Copy out the lines below word for word, starting at the line that contains "of the decorative" and continuing through the last line.

>> Start

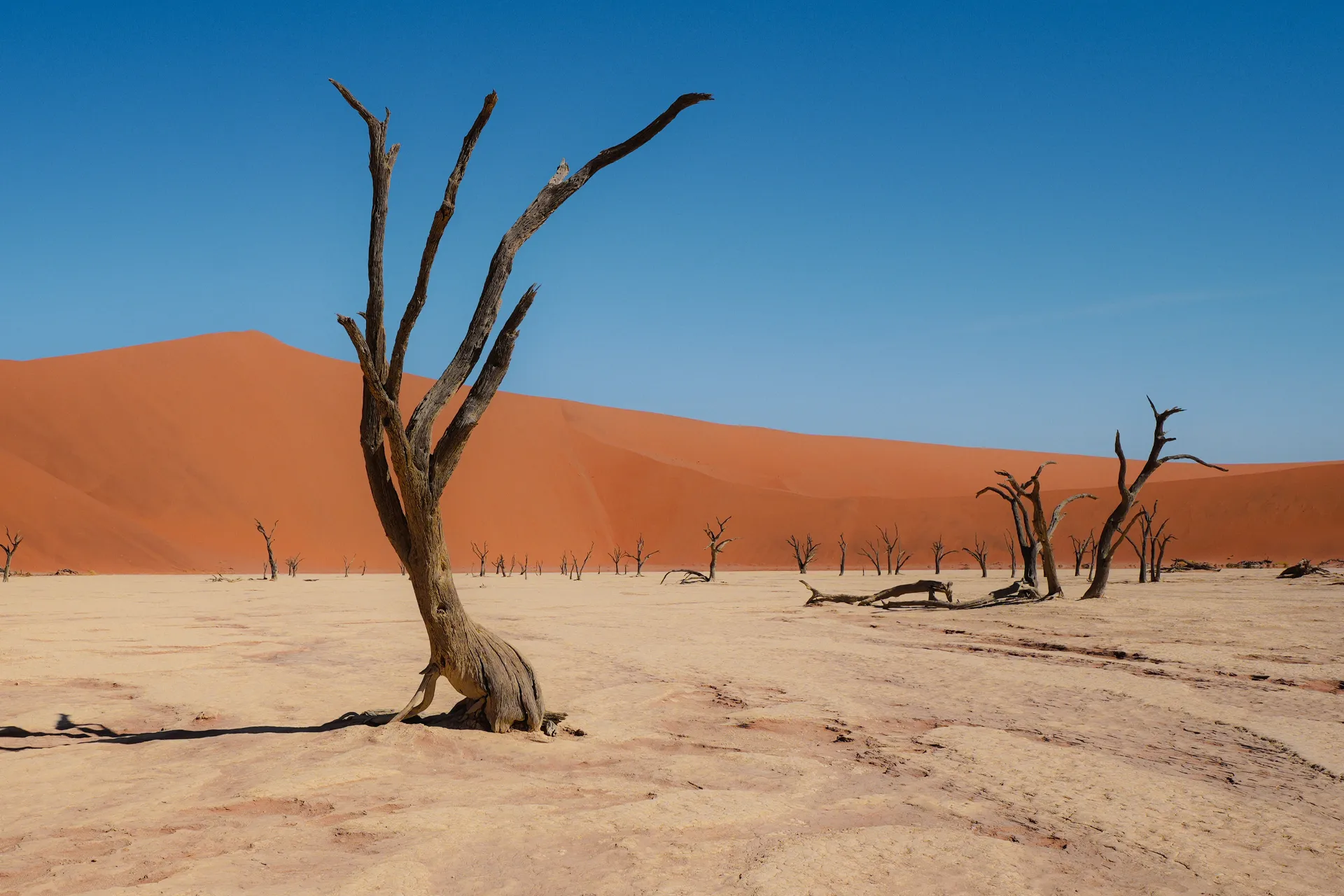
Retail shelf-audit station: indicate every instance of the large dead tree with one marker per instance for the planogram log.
(1042, 527)
(1027, 543)
(1116, 527)
(270, 545)
(640, 555)
(804, 552)
(498, 685)
(981, 554)
(717, 542)
(10, 546)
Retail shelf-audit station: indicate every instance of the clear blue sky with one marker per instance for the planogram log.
(995, 223)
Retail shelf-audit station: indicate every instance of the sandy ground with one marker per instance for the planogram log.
(1183, 738)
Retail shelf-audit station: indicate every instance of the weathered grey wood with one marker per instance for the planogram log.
(479, 664)
(1114, 530)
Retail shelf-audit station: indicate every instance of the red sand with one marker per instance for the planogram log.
(156, 458)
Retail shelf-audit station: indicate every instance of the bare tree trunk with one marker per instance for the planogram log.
(717, 542)
(1114, 530)
(498, 684)
(11, 545)
(270, 551)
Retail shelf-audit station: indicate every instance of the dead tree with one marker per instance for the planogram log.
(1015, 593)
(1042, 528)
(940, 551)
(924, 586)
(270, 545)
(11, 545)
(577, 567)
(498, 684)
(1114, 530)
(1079, 552)
(1027, 543)
(981, 554)
(873, 555)
(717, 542)
(804, 552)
(1012, 554)
(482, 552)
(640, 556)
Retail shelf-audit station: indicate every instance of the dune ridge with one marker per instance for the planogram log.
(156, 458)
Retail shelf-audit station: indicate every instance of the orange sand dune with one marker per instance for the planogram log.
(156, 458)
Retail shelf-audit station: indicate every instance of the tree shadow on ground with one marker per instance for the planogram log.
(93, 732)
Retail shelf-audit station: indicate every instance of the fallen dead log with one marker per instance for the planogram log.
(1301, 568)
(1182, 564)
(1015, 593)
(926, 586)
(690, 578)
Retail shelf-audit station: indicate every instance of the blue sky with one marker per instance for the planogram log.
(969, 223)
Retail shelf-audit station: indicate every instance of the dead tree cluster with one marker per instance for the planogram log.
(499, 687)
(10, 546)
(1119, 523)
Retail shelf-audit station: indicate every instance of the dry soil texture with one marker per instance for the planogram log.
(172, 735)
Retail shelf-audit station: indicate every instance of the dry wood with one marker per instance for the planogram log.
(981, 554)
(270, 545)
(1303, 568)
(640, 555)
(804, 552)
(10, 546)
(717, 542)
(499, 682)
(1114, 530)
(924, 586)
(690, 577)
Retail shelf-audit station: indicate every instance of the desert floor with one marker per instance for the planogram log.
(1180, 738)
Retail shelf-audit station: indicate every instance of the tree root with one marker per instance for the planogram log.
(1015, 593)
(692, 577)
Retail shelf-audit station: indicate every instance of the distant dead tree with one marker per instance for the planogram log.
(577, 567)
(640, 555)
(981, 554)
(1042, 528)
(1116, 527)
(873, 554)
(1079, 551)
(940, 551)
(11, 545)
(498, 684)
(270, 545)
(804, 552)
(717, 542)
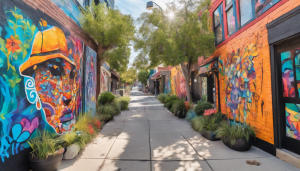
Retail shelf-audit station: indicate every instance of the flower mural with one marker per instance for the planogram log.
(240, 80)
(40, 78)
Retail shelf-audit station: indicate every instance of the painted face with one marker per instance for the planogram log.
(56, 86)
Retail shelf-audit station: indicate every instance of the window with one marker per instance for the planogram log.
(232, 24)
(218, 24)
(246, 11)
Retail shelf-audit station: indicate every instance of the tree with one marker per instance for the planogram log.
(176, 36)
(128, 76)
(143, 76)
(112, 32)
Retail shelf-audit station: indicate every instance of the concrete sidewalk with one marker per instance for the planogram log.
(148, 137)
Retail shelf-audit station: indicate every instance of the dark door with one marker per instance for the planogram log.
(288, 57)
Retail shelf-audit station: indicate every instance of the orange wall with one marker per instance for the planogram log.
(255, 39)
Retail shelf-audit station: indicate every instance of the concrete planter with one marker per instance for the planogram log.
(52, 163)
(240, 144)
(210, 135)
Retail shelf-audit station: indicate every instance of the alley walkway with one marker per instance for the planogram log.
(148, 137)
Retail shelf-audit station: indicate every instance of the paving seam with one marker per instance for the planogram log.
(197, 152)
(149, 141)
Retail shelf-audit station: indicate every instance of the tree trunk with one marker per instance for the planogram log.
(100, 62)
(186, 72)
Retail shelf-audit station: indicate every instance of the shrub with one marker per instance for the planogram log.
(180, 109)
(201, 107)
(207, 123)
(161, 97)
(105, 112)
(43, 146)
(190, 115)
(170, 100)
(116, 107)
(106, 97)
(235, 132)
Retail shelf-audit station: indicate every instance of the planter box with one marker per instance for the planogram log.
(240, 144)
(120, 92)
(52, 163)
(210, 135)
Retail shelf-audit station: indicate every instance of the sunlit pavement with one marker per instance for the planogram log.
(148, 137)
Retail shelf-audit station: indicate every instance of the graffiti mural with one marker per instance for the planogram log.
(40, 77)
(292, 113)
(167, 85)
(90, 80)
(104, 81)
(262, 6)
(71, 8)
(240, 80)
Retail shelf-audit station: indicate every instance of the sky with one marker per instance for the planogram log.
(135, 8)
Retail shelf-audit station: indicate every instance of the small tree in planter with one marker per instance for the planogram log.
(208, 124)
(46, 155)
(239, 137)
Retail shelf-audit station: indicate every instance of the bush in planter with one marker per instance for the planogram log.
(190, 115)
(169, 101)
(201, 107)
(234, 135)
(106, 97)
(180, 108)
(46, 155)
(161, 97)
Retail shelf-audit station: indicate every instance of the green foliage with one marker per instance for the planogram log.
(179, 108)
(43, 146)
(190, 115)
(112, 31)
(129, 76)
(177, 41)
(161, 97)
(106, 97)
(169, 101)
(201, 107)
(143, 76)
(207, 123)
(235, 132)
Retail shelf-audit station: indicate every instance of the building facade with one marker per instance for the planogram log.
(255, 68)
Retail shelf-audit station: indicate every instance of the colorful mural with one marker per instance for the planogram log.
(262, 6)
(167, 85)
(104, 81)
(90, 81)
(292, 113)
(240, 80)
(71, 8)
(40, 78)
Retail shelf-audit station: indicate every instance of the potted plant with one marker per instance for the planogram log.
(239, 137)
(208, 124)
(201, 107)
(180, 108)
(46, 155)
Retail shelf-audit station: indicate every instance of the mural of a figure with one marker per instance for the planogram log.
(40, 77)
(90, 81)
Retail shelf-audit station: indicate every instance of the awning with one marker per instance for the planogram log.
(156, 75)
(210, 66)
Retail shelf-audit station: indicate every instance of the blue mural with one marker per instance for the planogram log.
(40, 77)
(90, 80)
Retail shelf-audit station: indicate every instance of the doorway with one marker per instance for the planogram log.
(288, 64)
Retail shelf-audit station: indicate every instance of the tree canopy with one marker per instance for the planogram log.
(129, 76)
(143, 76)
(176, 36)
(112, 31)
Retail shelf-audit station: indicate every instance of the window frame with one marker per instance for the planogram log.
(253, 13)
(221, 23)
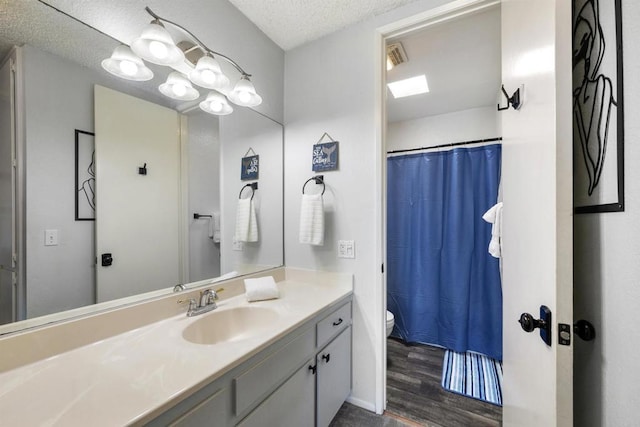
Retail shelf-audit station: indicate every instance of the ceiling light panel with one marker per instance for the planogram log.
(408, 87)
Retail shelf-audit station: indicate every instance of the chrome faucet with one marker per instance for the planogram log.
(208, 299)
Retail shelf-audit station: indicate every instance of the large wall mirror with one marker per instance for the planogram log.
(145, 223)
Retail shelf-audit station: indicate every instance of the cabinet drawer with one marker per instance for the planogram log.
(331, 325)
(253, 385)
(212, 408)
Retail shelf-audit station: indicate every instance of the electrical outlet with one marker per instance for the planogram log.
(346, 249)
(50, 237)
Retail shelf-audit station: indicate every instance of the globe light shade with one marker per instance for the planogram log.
(157, 46)
(208, 74)
(244, 94)
(217, 104)
(178, 87)
(125, 64)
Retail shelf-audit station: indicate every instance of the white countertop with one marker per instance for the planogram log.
(125, 378)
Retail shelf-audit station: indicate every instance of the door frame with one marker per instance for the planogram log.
(412, 23)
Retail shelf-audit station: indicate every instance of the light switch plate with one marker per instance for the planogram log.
(346, 249)
(50, 237)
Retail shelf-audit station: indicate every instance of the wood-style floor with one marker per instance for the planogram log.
(415, 396)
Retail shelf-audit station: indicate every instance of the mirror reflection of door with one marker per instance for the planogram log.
(137, 217)
(7, 191)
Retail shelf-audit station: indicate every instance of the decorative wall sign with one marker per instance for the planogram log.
(85, 176)
(250, 166)
(598, 132)
(325, 156)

>> End

◆ Solution for this exercise:
Retail shelf-audit station: indicate every instance of the decorative wall sign with one marker per instance for the planogram log.
(85, 176)
(250, 166)
(598, 132)
(325, 156)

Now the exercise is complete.